» Brief
Your answer should be exactly the lines from the one that contains "Target: bag strap" through the final line of the entries below, and nothing else.
[[ Recorded data, beginning ]]
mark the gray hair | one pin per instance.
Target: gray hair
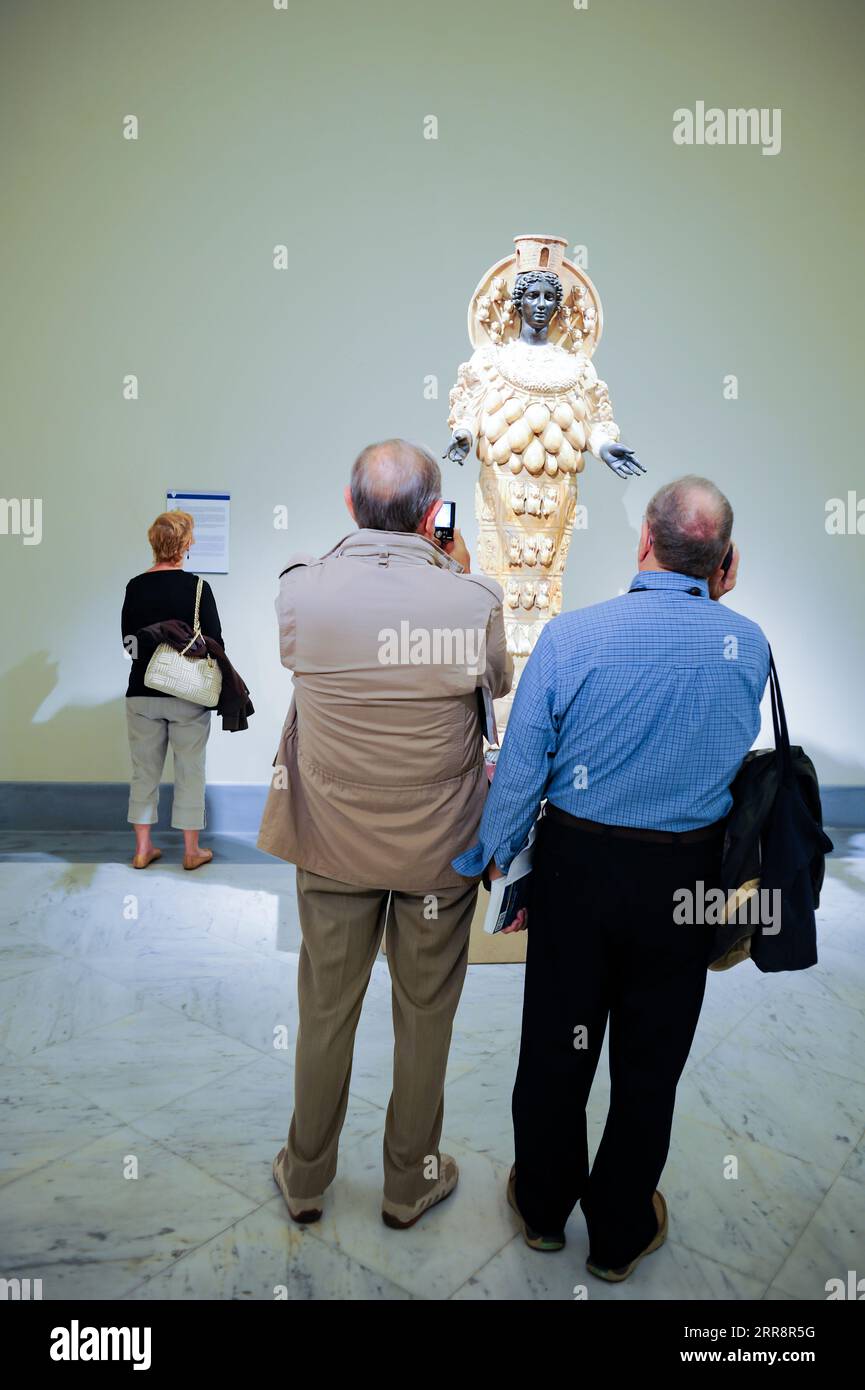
(392, 485)
(691, 523)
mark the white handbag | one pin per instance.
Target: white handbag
(196, 679)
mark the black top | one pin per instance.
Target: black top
(155, 598)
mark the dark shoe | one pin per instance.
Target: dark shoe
(545, 1243)
(399, 1216)
(615, 1276)
(303, 1209)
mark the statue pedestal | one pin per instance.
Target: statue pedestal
(486, 950)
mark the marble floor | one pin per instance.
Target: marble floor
(146, 1029)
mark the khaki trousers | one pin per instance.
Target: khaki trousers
(153, 722)
(342, 926)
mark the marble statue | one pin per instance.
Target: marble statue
(531, 403)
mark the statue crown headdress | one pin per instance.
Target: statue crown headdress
(540, 253)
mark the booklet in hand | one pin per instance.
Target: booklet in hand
(511, 893)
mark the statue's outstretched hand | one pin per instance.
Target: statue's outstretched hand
(459, 446)
(623, 462)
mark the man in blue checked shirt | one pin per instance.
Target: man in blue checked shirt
(632, 720)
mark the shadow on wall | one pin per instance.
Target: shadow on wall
(42, 751)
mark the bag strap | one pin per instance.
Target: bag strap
(196, 626)
(779, 723)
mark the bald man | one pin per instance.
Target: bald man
(380, 783)
(632, 719)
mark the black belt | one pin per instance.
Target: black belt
(652, 837)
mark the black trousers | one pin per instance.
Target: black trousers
(602, 943)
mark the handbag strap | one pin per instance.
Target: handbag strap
(779, 723)
(196, 626)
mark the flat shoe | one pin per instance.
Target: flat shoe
(303, 1209)
(196, 861)
(615, 1276)
(544, 1243)
(399, 1216)
(142, 861)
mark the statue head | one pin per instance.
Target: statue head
(537, 295)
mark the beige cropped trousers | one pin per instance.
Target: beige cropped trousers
(156, 722)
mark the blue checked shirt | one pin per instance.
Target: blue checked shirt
(634, 712)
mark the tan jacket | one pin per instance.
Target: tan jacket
(380, 774)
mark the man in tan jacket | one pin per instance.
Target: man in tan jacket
(378, 784)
[[ Recorded data, end ]]
» Response
Target: bag strap
(196, 626)
(779, 723)
mark the bald man | one pin per instance.
Target: bald man
(380, 783)
(632, 719)
mark the black belt | one pin per instance.
Target: black belt
(652, 837)
mark the black trousers | one pin per instance.
Target: black trousers
(602, 943)
mark the handbag strap | one pin per instance.
Target: handbag strap
(779, 723)
(196, 626)
mark the flat shoe | one pin per instance.
Target: flat shoe
(303, 1209)
(196, 861)
(615, 1276)
(544, 1243)
(399, 1216)
(142, 861)
mark the statue head | one pin per instance.
Target: statue head
(537, 295)
mark the beige cropped trousers | one pin per instance.
Target: beige cropped trousers
(156, 722)
mark the blue checked shirt | one pin per instance.
Target: blue checked shirt
(634, 712)
mark the tan jacket | one pin per instance.
Target: tan jacket
(380, 774)
mark the man in tan jacket | one pin per instance.
Target: man in tan jacket
(378, 784)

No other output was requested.